▶ _Exercise_:
Reproduce verbatim everything from the line containing "Where can the forest" down to the end of the listing below.

▶ _Provided information_:
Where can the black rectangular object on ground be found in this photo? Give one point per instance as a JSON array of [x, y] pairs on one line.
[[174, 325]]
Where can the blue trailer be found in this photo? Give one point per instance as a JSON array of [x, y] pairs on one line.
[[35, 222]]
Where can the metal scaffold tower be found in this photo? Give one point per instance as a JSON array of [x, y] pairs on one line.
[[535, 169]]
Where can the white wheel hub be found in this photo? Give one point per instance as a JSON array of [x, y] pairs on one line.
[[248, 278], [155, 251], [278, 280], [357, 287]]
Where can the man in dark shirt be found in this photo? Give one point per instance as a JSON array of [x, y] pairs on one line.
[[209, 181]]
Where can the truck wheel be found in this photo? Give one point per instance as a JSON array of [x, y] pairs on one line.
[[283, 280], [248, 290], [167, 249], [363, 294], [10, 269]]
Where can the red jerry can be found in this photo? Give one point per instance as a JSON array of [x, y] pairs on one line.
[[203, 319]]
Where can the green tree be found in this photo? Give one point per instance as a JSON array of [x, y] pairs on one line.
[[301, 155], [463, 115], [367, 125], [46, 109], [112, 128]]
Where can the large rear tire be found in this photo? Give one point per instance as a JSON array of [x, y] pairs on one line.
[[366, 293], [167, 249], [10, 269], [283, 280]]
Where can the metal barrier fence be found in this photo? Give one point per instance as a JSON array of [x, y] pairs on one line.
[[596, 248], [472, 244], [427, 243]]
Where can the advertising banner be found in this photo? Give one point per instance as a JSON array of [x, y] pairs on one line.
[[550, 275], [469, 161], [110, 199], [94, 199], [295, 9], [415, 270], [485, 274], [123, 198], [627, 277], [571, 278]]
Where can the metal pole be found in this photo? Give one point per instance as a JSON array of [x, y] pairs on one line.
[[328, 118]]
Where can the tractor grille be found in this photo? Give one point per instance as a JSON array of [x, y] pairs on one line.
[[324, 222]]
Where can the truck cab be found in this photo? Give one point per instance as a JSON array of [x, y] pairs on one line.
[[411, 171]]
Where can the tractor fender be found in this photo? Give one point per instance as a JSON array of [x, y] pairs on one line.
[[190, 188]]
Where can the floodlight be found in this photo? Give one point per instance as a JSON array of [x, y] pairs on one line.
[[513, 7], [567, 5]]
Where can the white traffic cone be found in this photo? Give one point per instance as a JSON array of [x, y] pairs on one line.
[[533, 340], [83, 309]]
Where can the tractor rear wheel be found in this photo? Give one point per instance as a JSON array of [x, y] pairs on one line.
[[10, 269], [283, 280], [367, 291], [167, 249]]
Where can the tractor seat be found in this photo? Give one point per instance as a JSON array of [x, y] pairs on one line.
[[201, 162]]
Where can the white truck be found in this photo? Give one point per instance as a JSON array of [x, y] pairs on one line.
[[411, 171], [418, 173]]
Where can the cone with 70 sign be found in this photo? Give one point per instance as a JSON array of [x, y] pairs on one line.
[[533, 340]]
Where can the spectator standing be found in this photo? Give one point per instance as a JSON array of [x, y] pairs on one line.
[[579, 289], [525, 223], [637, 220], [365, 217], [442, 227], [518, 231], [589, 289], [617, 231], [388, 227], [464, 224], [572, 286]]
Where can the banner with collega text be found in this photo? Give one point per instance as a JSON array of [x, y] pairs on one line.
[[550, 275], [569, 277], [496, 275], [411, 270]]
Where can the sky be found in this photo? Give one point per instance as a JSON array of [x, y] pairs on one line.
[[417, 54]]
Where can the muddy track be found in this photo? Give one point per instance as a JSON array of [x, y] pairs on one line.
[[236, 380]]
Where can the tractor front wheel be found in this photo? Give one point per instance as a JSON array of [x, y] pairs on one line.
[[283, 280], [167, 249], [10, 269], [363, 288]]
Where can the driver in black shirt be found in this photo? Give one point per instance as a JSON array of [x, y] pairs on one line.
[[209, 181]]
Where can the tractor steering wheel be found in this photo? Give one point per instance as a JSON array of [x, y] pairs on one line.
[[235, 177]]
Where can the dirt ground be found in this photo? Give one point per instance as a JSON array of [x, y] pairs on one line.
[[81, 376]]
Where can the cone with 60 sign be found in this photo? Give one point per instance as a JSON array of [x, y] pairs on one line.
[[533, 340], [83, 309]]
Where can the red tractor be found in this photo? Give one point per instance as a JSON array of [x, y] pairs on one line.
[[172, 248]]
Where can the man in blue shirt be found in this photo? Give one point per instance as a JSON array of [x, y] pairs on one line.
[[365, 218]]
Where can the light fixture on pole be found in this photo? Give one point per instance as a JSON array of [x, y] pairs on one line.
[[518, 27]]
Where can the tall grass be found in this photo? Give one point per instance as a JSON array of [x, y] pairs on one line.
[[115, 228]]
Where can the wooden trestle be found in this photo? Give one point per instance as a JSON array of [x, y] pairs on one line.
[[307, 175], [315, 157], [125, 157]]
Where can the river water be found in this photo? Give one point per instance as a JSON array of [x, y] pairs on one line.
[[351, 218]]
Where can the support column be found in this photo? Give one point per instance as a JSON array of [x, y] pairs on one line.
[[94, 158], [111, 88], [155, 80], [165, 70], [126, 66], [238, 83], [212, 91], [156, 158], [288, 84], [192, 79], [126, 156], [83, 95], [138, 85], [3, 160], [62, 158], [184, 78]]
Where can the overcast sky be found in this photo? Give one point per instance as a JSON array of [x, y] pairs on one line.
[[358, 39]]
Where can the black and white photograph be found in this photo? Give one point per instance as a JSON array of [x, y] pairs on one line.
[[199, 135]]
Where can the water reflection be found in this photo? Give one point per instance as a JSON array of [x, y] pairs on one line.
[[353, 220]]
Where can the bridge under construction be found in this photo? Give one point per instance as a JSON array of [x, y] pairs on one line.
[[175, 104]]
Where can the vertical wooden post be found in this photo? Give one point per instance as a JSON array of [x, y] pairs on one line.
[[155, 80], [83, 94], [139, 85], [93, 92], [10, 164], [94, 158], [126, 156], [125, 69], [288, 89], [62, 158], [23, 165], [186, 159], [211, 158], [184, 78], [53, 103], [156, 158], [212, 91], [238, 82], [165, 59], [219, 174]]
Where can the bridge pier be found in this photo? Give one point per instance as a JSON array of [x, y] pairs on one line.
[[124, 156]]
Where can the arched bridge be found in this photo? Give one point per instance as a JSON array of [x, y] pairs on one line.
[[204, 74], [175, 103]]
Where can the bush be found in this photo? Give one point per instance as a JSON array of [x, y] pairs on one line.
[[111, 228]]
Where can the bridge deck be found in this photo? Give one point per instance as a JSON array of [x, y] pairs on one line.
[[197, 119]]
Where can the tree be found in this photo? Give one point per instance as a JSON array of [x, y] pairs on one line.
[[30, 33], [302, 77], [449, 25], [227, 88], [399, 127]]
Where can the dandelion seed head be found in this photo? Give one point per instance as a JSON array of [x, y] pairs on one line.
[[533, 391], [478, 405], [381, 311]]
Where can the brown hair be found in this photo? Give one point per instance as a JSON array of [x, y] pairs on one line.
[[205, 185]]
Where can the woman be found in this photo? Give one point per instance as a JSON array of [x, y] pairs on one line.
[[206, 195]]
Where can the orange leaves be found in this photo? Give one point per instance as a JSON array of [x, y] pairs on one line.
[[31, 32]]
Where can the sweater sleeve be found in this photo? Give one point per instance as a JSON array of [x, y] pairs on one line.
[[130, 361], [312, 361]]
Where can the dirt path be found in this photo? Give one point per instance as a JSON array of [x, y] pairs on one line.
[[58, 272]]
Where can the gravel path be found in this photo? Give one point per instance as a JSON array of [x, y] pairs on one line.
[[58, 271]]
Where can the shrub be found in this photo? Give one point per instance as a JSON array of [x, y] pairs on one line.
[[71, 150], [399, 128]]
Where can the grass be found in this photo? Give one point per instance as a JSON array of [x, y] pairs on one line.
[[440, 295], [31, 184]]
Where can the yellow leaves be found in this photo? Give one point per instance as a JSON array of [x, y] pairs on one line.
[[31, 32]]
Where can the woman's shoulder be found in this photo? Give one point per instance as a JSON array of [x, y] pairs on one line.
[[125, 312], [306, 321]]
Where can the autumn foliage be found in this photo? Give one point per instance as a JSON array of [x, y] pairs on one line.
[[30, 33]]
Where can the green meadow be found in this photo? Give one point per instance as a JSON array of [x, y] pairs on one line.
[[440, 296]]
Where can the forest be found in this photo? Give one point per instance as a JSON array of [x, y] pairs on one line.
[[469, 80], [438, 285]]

▶ _Solved exercise_:
Where can the forest be found in this photo? Give one point per instance as a JSON array of [x, y] pairs on one line.
[[469, 80], [438, 285]]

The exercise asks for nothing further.